- [I TUOI COMPITI]
[1] Nel testo sull'essere, con quale facoltà si può cogliere l'essere di Parmenide?
[2] Trascrivi dal testo sull'essere il passo che comincia con "L’essere nell’evoluzione del" e prosegue fino a "molteplici e mutevoli.".

- [ESTRATTO DEL TESTO]
= = = = = = =

L’essere nell’evoluzione del pensiero
Parmenide
(V sec. a.C.) è il primo a porre la questione dell’essere, definito in
contrapposizione da un lato al divenire dall’altro all’apparenza. Sotto il
primo profilo essere significa stabilità, ciò che rimane e non muta: se dico
che la tal cosa è, intendo dire che essa permane, non svanisce immediatamente
nel nulla. Per l’altro verso l’essere è il veramente reale in contrasto che
ciò che sembra tale, con ciò che è ingannevole e illusorio: per Parmenide il
divenire, e tutto ciò che si trasforma nel tempo, non è, è pure illusione
umana; solo l’unico, compatto, eterno, immutabile, essere è. Va anche notato
che l’essere di Parmenide può essere colto solo dall’intelletto: i sensi
invece ci ingannano con l’apparenza di un mondo di cose molteplici e mutevoli.
Il sofista
Gorgia
rovescia la tesi di Parmenide: è reale, esiste veramente?, solo ciò che muta e
diviene, il molteplice dai sensi; l’essere uno, eterno, immutabile, è
un’illusione: non è.

= = = = = = =

- [MATERIALE ELENCATO]
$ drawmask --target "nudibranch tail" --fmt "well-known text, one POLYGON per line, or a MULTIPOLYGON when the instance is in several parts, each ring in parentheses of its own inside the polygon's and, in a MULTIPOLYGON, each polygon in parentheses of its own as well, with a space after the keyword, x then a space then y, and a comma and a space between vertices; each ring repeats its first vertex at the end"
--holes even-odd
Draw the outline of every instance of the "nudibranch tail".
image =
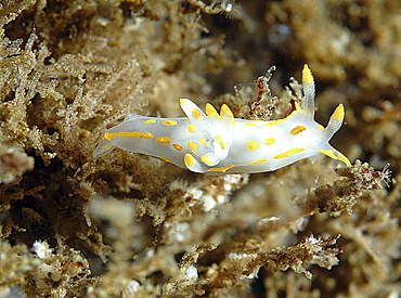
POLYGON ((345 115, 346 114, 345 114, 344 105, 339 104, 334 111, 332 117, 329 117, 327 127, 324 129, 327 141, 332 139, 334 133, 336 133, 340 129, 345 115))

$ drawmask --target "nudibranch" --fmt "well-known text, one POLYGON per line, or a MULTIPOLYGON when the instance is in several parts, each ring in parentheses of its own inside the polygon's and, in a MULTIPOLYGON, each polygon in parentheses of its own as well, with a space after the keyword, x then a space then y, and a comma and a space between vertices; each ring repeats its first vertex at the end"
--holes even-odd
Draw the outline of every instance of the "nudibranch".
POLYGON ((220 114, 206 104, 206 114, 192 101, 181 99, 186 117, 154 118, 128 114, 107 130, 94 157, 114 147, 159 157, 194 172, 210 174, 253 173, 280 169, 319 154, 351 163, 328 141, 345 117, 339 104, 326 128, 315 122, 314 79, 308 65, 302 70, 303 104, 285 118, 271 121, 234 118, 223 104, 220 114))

= = = = = = =

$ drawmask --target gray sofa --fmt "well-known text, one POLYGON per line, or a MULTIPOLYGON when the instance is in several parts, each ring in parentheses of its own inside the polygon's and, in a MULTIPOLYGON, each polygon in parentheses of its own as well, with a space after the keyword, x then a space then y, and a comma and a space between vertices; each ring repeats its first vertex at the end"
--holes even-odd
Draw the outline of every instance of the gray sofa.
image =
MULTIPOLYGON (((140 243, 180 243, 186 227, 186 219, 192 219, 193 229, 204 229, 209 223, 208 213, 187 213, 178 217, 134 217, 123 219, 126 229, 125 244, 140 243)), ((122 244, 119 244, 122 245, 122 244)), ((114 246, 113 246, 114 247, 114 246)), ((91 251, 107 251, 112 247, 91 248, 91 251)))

= = = = = = =

- [RISPOSTE ATTESE]
[1] Solo con l'intelletto.

[2]
L’essere nell’evoluzione del pensiero
Parmenide
(V sec. a.C.) è il primo a porre la questione dell’essere, definito in
contrapposizione da un lato al divenire dall’altro all’apparenza. Sotto il
primo profilo essere significa stabilità, ciò che rimane e non muta: se dico
che la tal cosa è, intendo dire che essa permane, non svanisce immediatamente
nel nulla. Per l’altro verso l’essere è il veramente reale in contrasto che
ciò che sembra tale, con ciò che è ingannevole e illusorio: per Parmenide il
divenire, e tutto ciò che si trasforma nel tempo, non è, è pure illusione
umana; solo l’unico, compatto, eterno, immutabile, essere è. Va anche notato
che l’essere di Parmenide può essere colto solo dall’intelletto: i sensi
invece ci ingannano con l’apparenza di un mondo di cose molteplici e mutevoli.